_Data for the task_.

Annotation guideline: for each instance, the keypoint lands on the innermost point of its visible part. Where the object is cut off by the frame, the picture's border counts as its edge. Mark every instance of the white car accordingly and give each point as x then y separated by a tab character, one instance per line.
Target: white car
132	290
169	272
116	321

_Work to be completed_. Write the listing out again, word for word.

_Answer_.
Annotation guideline: for each instance, the keypoint lands on the innermost point of its visible part. Where the object is cut off by the frame, the picture's border counts as its edge. Mark every instance of the white car accordingly and give each point as x then y separated by a tab character, one instance per line.
Target: white car
132	290
169	272
116	321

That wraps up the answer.